| What to work on |
What is needed is an exact copy of the records, with the images left out.

##### Records for this exercise

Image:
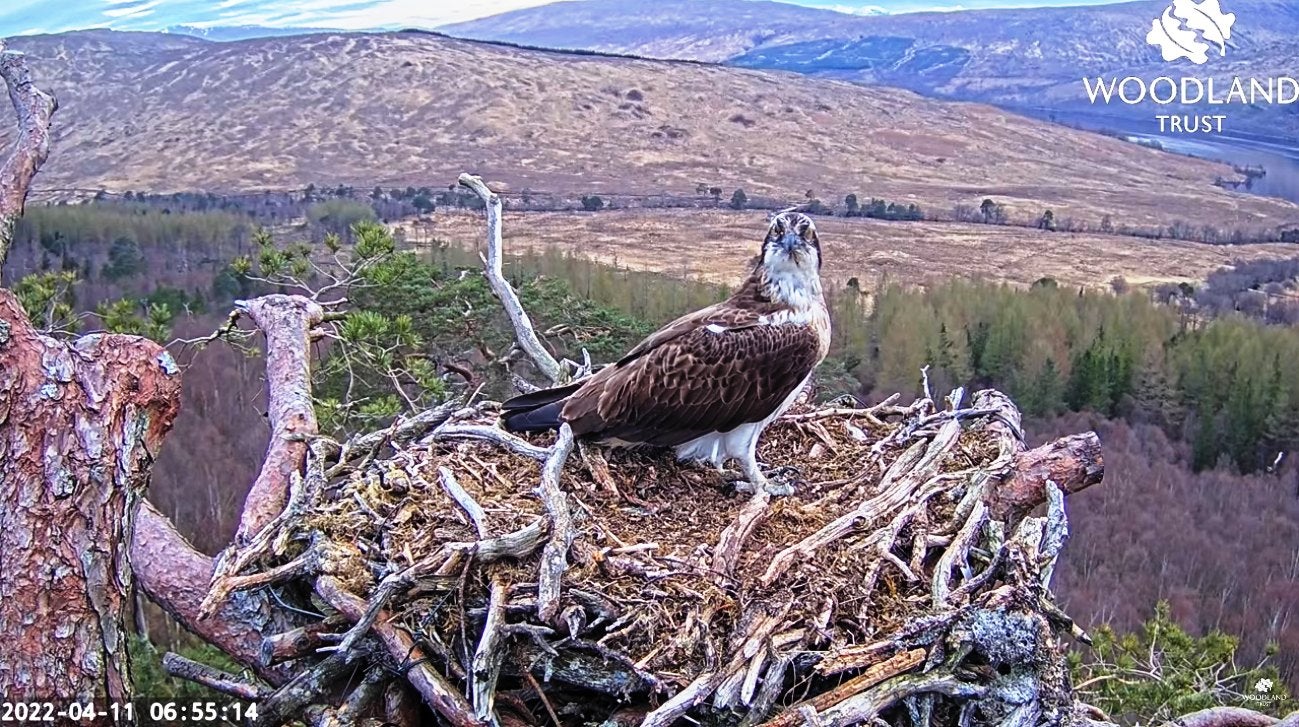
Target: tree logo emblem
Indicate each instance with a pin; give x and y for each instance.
(1187, 29)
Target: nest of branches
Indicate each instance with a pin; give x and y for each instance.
(542, 582)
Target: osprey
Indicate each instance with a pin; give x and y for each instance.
(708, 383)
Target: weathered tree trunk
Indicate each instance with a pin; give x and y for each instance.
(34, 109)
(79, 426)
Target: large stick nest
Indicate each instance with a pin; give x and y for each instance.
(528, 584)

##########

| Result of this exercise |
Image:
Target: tree logo emblem
Indicate each instance with a pin; give x and y for each instance.
(1187, 29)
Target: nest of branches
Indicate each instance with a pin; give x and y for each instance.
(542, 582)
Target: osprey
Indicate each instance with a pin; give x and y for each instance.
(708, 383)
Target: weathered tree trunk
Indicate each instance with a pin; give x and y for each instance.
(34, 109)
(79, 426)
Target: large stick nest
Indicate each instance with a pin; give x and y for each instance.
(528, 584)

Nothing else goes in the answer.